**Listing**
====================
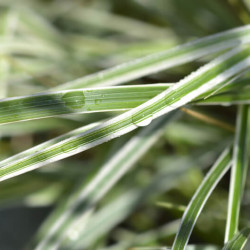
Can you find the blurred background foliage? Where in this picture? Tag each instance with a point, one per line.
(44, 43)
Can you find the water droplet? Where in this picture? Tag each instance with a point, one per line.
(98, 101)
(65, 148)
(74, 100)
(142, 121)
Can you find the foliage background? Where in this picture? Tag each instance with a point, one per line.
(47, 43)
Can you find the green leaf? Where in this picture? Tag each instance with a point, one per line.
(163, 60)
(239, 240)
(81, 202)
(199, 199)
(238, 172)
(117, 98)
(204, 79)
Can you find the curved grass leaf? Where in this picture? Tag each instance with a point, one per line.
(199, 199)
(111, 215)
(239, 240)
(85, 197)
(163, 60)
(204, 79)
(118, 98)
(238, 173)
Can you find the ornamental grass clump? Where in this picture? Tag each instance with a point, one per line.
(124, 124)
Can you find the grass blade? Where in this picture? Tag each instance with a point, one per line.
(199, 199)
(239, 240)
(163, 60)
(238, 173)
(117, 98)
(204, 79)
(87, 196)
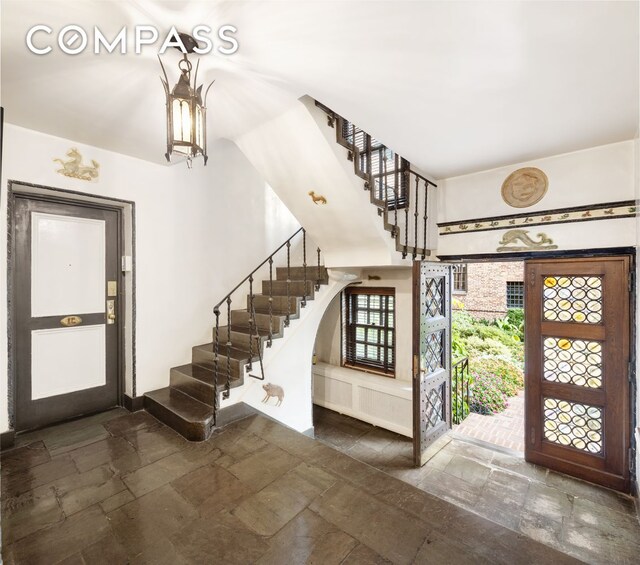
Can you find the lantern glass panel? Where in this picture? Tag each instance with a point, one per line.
(199, 127)
(181, 120)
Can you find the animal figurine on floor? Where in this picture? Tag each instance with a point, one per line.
(275, 391)
(317, 199)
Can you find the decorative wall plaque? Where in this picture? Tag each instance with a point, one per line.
(524, 187)
(74, 167)
(519, 240)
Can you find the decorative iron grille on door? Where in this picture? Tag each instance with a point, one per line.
(577, 417)
(432, 355)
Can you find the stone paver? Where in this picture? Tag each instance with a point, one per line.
(126, 489)
(591, 523)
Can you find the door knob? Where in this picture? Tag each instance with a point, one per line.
(111, 311)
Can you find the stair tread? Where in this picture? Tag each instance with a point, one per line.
(205, 375)
(245, 329)
(184, 406)
(236, 353)
(281, 313)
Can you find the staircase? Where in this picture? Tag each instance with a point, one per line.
(400, 194)
(191, 402)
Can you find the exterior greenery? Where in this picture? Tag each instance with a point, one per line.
(496, 359)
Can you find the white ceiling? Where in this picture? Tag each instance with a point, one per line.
(455, 87)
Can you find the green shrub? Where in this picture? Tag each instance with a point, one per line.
(478, 338)
(478, 347)
(511, 377)
(486, 394)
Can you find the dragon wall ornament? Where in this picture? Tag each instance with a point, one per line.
(512, 238)
(74, 168)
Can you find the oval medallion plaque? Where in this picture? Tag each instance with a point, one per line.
(524, 187)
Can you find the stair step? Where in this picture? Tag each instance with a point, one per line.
(296, 288)
(197, 382)
(262, 321)
(279, 303)
(297, 274)
(240, 336)
(203, 356)
(188, 416)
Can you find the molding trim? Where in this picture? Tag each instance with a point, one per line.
(564, 254)
(604, 211)
(133, 404)
(7, 439)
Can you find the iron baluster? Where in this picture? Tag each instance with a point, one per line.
(288, 319)
(406, 218)
(384, 176)
(368, 158)
(270, 339)
(216, 351)
(424, 239)
(415, 221)
(252, 322)
(396, 180)
(304, 267)
(227, 386)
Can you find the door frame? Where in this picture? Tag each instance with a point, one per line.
(446, 425)
(631, 253)
(126, 305)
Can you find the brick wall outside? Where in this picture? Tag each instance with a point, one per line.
(486, 295)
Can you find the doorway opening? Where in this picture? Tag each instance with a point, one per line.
(487, 382)
(71, 306)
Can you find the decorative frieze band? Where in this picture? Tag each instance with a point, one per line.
(611, 210)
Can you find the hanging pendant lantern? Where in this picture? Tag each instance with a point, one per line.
(186, 110)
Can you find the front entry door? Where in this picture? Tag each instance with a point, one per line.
(65, 296)
(577, 355)
(431, 355)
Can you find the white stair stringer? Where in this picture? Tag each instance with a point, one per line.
(288, 362)
(295, 155)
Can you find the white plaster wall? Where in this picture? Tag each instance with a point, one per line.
(288, 364)
(328, 347)
(198, 232)
(296, 152)
(595, 175)
(636, 178)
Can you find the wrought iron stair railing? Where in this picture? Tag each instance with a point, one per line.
(400, 194)
(460, 390)
(224, 347)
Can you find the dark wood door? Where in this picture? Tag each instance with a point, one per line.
(577, 418)
(431, 355)
(65, 305)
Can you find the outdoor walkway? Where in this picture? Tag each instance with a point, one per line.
(505, 429)
(121, 488)
(591, 523)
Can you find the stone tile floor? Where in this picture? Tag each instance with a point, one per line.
(593, 524)
(123, 488)
(505, 429)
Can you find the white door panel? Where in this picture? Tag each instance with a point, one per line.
(67, 265)
(67, 359)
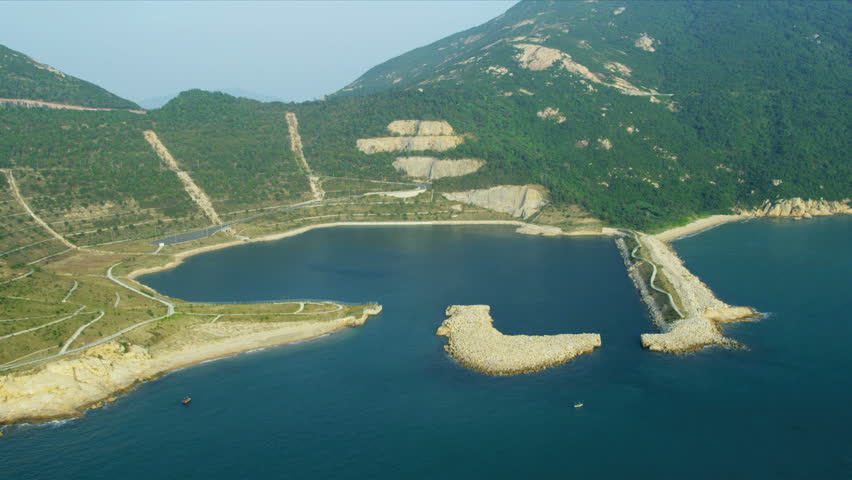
====================
**The exercise**
Pull out every line in the items above that contains the word "wall".

**Worked answer**
Can you find the decorative wall plaque? Where in this picture? Tag each instance with a point, one per line.
Can you find the dragon wall ornament? Where in this picture? Tag each instance with a point, one per line.
Can you find the brick wall outside? Where in this picture? Tag each instance with a point, one per line.
Can you find the white plaster wall? Where in this picture? Tag each instance with a point, one per line.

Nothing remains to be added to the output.